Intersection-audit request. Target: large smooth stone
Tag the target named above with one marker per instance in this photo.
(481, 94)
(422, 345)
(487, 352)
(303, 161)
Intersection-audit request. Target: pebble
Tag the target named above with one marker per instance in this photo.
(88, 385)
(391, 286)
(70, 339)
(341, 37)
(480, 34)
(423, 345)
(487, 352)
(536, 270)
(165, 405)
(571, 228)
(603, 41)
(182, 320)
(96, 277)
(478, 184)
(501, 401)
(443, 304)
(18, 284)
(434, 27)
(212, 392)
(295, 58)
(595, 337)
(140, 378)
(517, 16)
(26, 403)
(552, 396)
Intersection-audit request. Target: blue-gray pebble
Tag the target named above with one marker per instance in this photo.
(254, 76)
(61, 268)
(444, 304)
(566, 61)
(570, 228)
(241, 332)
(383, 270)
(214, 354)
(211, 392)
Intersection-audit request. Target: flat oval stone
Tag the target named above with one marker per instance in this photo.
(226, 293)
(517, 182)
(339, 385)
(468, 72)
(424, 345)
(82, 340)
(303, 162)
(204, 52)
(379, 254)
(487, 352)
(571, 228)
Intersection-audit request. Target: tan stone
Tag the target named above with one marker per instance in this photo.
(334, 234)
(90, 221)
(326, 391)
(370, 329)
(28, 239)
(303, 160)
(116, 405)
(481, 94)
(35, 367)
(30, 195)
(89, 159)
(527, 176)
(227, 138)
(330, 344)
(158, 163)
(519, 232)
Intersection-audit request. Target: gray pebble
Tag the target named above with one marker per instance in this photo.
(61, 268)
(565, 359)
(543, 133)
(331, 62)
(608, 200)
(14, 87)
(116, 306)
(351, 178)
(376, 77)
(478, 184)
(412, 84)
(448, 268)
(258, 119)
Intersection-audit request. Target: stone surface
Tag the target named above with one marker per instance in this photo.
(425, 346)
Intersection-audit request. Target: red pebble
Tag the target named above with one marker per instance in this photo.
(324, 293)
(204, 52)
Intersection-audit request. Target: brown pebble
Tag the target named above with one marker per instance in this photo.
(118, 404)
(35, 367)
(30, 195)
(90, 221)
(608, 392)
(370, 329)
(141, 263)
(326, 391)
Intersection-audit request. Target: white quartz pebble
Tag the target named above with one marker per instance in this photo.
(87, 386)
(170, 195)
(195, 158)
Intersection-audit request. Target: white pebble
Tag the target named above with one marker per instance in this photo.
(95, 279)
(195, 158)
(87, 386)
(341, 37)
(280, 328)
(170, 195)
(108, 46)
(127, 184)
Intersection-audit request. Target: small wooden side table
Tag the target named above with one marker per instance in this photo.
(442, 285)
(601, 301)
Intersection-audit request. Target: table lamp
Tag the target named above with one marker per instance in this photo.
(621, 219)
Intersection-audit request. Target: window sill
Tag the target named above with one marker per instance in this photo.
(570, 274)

§

Rewrite the stretch from the line containing "Intersection-audit request. Target: red" through the end of the rows, putting "floor lamp" wherever "table lamp" appears and keeping everything else as it is.

Intersection-audit request. Target: red pebble
Tag the target named above with one marker per instance in this photo.
(324, 293)
(204, 52)
Intersection-audit request. Target: brown pebble
Tag the target named above with one marker per instance in this photo.
(118, 404)
(35, 367)
(30, 195)
(90, 221)
(608, 392)
(370, 329)
(141, 263)
(326, 391)
Intersection-audit request. Target: white quartz pebble
Tag the target named above with one marker per instance in this photo.
(87, 386)
(170, 195)
(195, 158)
Intersection-audit request. Target: white pebble
Tag the target named above with one marker per instance in this photo.
(95, 279)
(195, 158)
(87, 386)
(341, 37)
(280, 328)
(170, 195)
(108, 46)
(127, 184)
Intersection-audit request. Target: small wooden side table
Tag the target named above with one marker per instance in this photo.
(442, 285)
(601, 301)
Intersection-audit request. Target: floor lamp
Tag the target named above with one marker per instance in this photo.
(621, 219)
Intersection-audit request. Target: window sill
Tag the target named above with one marker per instance in this photo.
(570, 274)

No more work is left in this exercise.